| Provided passage |
Good suffix rule: If t is the longest suffix of P that matches T in the current position, then P can be shifted so that the previous occurrence of t in P matches T. In fact, it can be required that the character before the previous occurrence of t be different from the character before the occurrence of t as a suffix. If no such previous occurrence of t exists, then the following cases apply:

1. Find the smallest shift that matches a prefix of the pattern to a suffix of t in the text
2. If there's no such match, shift the pattern by n (the length of P)

Note that these cases can be applied even if the length of t is n (a match of P was found in T)

More formally:

L(i) is the largest k < n so that P[i..n] matches a suffix of P[1..k] (or zero if none exists)

L'(i) is the largest k < n so that P[i..n] matches a suffix of P[1..k] and P(i-1) did not match the character before the suffix (or zero if there's no such j)

Nj(P) is the length of the longest suffix of P[1..j] that is also a suffix of P Note: Nj(P) = Zn-j+1(Pr)

l'(i) is the length of the longest suffix of P[i..n] that is also a prefix of P (or zero if none exists)

Theorem 2.2.2: L(i) is the largest j < n so that Nj(P) >= |P[i..n]| = n - i + 1
L'(i) is the largest j < n so that Nj(P) = |P[i..n]| = n - i + 1

Given this theorem and the above note, one can calculate all the Nj(P) values using the Z (fundamental preprocessing) algorithm, then go through these values in order of j filling in a table of L'(i) = j, where i = n - Nj(P) + 1.

Theorem 2.2.4: l'(i) is the largest j <= |P[i..n]| = n - i + 1 so that Nj(P) = j

Shift due to good suffix rule: If a mismatch occurs at P(i-1) and L'(i) > 0, shift right by n - L'(i)

If L'(i) = 0, shift right by n - l'(i)

When an occurrence of P is found, shift right by n - l'(2)

If P(n) mismatches, shift right by 1

| Recorded data |
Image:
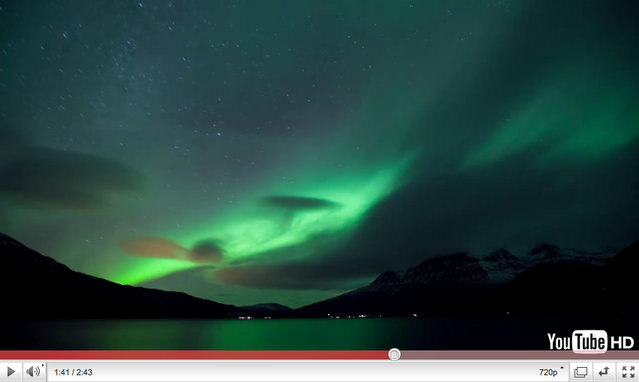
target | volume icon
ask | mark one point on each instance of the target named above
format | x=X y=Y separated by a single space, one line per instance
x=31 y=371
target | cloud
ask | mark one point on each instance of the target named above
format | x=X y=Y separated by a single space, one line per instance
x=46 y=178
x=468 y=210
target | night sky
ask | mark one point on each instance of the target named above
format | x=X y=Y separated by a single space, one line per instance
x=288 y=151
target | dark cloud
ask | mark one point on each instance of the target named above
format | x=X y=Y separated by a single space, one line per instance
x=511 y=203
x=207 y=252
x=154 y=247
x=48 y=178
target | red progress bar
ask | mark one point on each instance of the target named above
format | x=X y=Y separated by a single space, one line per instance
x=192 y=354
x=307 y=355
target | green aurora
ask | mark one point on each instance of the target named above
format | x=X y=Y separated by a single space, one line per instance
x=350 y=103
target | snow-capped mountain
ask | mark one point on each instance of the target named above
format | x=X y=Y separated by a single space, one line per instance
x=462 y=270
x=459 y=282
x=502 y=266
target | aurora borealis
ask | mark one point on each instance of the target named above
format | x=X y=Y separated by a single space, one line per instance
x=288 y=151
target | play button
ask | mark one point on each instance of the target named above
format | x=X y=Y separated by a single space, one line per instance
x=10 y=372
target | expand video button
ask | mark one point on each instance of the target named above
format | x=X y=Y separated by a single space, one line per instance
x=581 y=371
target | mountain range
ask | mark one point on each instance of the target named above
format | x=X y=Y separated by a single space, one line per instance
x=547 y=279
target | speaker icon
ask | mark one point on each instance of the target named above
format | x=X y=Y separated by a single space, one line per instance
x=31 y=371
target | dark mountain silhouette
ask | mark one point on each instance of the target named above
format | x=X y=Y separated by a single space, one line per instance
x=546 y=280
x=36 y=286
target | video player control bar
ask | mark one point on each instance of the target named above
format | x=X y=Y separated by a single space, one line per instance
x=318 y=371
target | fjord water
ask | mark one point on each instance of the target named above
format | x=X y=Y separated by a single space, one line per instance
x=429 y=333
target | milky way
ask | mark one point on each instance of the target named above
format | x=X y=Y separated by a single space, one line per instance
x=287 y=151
--
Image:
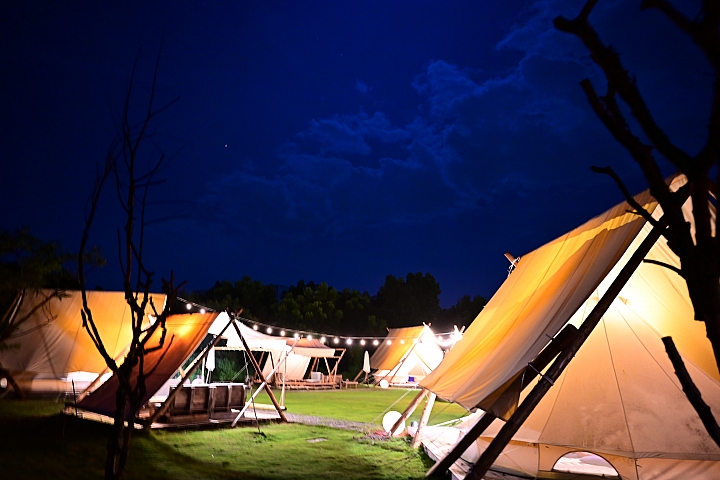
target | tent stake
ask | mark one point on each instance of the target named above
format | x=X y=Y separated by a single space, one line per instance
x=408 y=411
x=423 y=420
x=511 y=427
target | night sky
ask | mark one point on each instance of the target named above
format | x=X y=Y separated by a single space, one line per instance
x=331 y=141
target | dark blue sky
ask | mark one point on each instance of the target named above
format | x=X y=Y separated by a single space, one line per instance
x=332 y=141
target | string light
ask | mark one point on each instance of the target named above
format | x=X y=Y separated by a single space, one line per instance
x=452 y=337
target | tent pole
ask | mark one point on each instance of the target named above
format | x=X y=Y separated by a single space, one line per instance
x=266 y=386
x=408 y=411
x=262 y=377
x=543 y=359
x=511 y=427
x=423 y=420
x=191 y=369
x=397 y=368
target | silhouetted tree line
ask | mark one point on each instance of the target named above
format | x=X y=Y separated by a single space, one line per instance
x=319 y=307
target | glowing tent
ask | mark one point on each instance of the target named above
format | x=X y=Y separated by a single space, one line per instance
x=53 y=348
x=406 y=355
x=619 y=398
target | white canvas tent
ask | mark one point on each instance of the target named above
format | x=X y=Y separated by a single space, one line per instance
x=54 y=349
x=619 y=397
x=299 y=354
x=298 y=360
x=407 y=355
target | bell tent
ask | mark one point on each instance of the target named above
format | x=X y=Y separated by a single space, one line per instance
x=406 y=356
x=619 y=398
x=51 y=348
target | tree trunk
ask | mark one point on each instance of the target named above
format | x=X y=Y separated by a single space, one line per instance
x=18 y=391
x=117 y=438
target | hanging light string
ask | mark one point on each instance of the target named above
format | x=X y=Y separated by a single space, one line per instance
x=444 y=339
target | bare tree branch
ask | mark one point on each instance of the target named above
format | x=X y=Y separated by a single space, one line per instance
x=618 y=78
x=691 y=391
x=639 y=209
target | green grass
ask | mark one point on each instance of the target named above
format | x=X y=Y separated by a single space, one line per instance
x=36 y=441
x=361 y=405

| The request |
Quote the good suffix rule text, starting at the words "Good suffix rule: If t" and stopping after "P[1..k] (or zero if none exists)". Rely only on the good suffix rule text, not on the listing.

| The output |
Good suffix rule: If t is the longest suffix of P that matches T in the current position, then P can be shifted so that the previous occurrence of t in P matches T. In fact, it can be required that the character before the previous occurrence of t be different from the character before the occurrence of t as a suffix. If no such previous occurrence of t exists, then the following cases apply:

1. Find the smallest shift that matches a prefix of the pattern to a suffix of t in the text
2. If there's no such match, shift the pattern by n (the length of P)

Note that these cases can be applied even if the length of t is n (a match of P was found in T)

More formally:

L(i) is the largest k < n so that P[i..n] matches a suffix of P[1..k] (or zero if none exists)